Collected data entries
______________________________

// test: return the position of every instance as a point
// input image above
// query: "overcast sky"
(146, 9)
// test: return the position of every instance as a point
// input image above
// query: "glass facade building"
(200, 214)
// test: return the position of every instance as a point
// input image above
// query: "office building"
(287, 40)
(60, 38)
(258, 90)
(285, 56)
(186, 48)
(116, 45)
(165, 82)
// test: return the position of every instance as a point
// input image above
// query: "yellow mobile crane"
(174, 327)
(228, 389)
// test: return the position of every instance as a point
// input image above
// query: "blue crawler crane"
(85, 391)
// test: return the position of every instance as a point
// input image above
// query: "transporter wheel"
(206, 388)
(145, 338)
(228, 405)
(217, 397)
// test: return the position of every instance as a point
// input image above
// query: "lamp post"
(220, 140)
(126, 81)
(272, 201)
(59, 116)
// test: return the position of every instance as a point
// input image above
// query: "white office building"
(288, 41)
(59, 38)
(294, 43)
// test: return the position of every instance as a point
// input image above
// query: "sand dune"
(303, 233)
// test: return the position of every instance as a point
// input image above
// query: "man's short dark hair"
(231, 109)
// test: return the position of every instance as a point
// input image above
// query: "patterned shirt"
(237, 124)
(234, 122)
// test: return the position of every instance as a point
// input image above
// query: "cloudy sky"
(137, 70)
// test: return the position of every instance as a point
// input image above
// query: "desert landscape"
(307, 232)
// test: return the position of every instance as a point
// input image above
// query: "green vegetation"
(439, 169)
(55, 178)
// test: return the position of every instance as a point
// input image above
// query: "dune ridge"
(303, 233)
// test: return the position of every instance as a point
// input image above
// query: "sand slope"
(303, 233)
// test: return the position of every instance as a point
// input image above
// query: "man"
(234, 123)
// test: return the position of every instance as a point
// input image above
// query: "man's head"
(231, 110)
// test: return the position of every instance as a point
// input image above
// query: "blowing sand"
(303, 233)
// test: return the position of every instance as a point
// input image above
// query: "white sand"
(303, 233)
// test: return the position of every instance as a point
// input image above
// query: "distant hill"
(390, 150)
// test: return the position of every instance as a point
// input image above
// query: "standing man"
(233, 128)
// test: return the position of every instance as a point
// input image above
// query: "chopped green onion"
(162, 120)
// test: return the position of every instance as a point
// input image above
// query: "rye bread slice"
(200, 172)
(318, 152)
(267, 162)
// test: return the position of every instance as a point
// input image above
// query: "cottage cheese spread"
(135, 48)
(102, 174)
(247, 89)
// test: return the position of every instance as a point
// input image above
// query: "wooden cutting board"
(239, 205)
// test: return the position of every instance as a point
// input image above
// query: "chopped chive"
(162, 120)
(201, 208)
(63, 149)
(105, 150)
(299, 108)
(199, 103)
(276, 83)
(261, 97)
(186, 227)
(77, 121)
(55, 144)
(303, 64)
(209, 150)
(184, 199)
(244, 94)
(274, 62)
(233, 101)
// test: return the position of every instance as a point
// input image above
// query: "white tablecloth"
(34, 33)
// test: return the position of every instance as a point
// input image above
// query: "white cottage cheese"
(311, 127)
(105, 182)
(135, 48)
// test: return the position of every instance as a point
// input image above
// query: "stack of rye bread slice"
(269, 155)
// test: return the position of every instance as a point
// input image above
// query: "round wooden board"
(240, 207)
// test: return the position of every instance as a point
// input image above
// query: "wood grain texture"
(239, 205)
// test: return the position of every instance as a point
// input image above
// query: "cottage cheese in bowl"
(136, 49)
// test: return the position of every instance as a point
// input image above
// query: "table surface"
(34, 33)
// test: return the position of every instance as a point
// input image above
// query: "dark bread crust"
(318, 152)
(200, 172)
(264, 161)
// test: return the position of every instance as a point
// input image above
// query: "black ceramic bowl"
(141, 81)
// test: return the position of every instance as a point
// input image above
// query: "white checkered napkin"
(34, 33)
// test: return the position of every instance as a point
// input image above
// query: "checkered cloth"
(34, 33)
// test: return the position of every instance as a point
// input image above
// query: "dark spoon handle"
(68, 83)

______________________________

PROBLEM STATEMENT ▸
Retype all the records above without changing a word.

SOLUTION TO THIS PROBLEM ▸
// test: return the position of every instance as a point
// input image above
// query: "overcast sky"
(146, 9)
// test: return the position of every instance as a point
// input image above
// query: "glass facade building"
(200, 214)
// test: return the position of every instance as a point
// input image above
// query: "office building"
(287, 40)
(60, 38)
(258, 90)
(285, 56)
(186, 48)
(116, 45)
(165, 82)
// test: return the position of every instance as a point
// input image above
// query: "yellow mobile crane"
(174, 327)
(228, 389)
// test: return the position of every instance as a point
// input image above
// query: "blue crawler crane"
(85, 391)
// test: return the position of every instance as a point
// input image above
// query: "transporter wheel"
(206, 388)
(145, 338)
(228, 405)
(217, 397)
// test: return the position of every instance as a point
// input image above
// query: "lamp post"
(220, 140)
(126, 81)
(272, 201)
(59, 116)
// test: return the position of every instance as a point
// input image above
// query: "white office building"
(288, 41)
(59, 38)
(294, 43)
// test: return the position of every instance as a point
// input image above
// query: "sand dune"
(303, 233)
// test: return the position of every instance as a point
// input image above
// query: "man's short dark hair"
(231, 109)
// test: return the position of every instance as a point
// input image above
// query: "patterned shirt"
(237, 124)
(234, 122)
// test: return the position of every instance as a point
// input image above
// query: "cloudy sky"
(137, 70)
// test: return the position of every instance as a point
// input image above
// query: "desert landscape"
(307, 232)
// test: return the position of every instance as a point
// input image above
// query: "green vegetation"
(439, 169)
(55, 178)
// test: return the position of every instance as a point
// input image above
// query: "dune ridge"
(303, 233)
// test: return the position of every instance as a point
// input image above
// query: "sand slope"
(303, 233)
// test: return the position of every instance as a point
// input image above
// query: "man"
(234, 123)
// test: return the position of every instance as a point
// input image above
// query: "man's head"
(231, 110)
// test: return the position of every instance as a point
// input image above
// query: "blowing sand"
(303, 233)
// test: return the position of every instance as a point
// input image above
// query: "white sand"
(303, 233)
// test: return the position of every instance as a point
// input image above
// query: "distant hill"
(390, 150)
// test: return the position of every instance as a point
// input image above
// query: "standing man"
(233, 128)
// test: return the position of every instance as a point
// input image above
// query: "chopped green onion"
(162, 120)
// test: return the position of every instance as a point
// input image above
// query: "rye bread slice"
(200, 172)
(318, 152)
(267, 162)
// test: return the position of every instance as a point
// input image above
// query: "cottage cheese spread"
(135, 48)
(102, 174)
(247, 89)
// test: return the position of every instance as a point
// input image above
// query: "wooden cutting board"
(239, 205)
// test: return the position of every instance as a point
// input image above
// query: "chopped chive"
(162, 120)
(201, 208)
(63, 149)
(105, 150)
(299, 108)
(199, 103)
(276, 83)
(261, 97)
(186, 227)
(77, 121)
(55, 144)
(303, 64)
(209, 150)
(184, 199)
(244, 94)
(274, 62)
(233, 101)
// test: return the position of every instance as a point
// input image above
// query: "white tablecloth"
(34, 33)
// test: return the position of every instance as a point
// input image above
// query: "white cottage cheese"
(311, 127)
(105, 182)
(135, 48)
// test: return the position of every instance as a point
// input image above
// query: "stack of rye bread slice"
(269, 155)
// test: return the position of every instance as a point
// input image above
// query: "round wooden board"
(240, 207)
// test: return the position of every instance as a point
// input image above
// query: "wood grain texture"
(239, 205)
// test: return the position of every instance as a point
// input image above
// query: "cottage cheese in bowl"
(136, 49)
// test: return the position of every instance as a point
// input image above
// query: "table surface"
(34, 33)
// test: return the position of every instance as a point
// input image above
// query: "dark bread crust"
(318, 152)
(200, 172)
(264, 161)
// test: return the position of every instance as a point
// input image above
// query: "black ceramic bowl"
(141, 81)
// test: return the position of every instance as a point
// input image above
// query: "white checkered napkin"
(34, 33)
// test: return the position of every instance as a point
// input image above
// query: "checkered cloth"
(34, 33)
// test: return the position of every instance as a point
// input image above
// query: "dark spoon handle"
(68, 83)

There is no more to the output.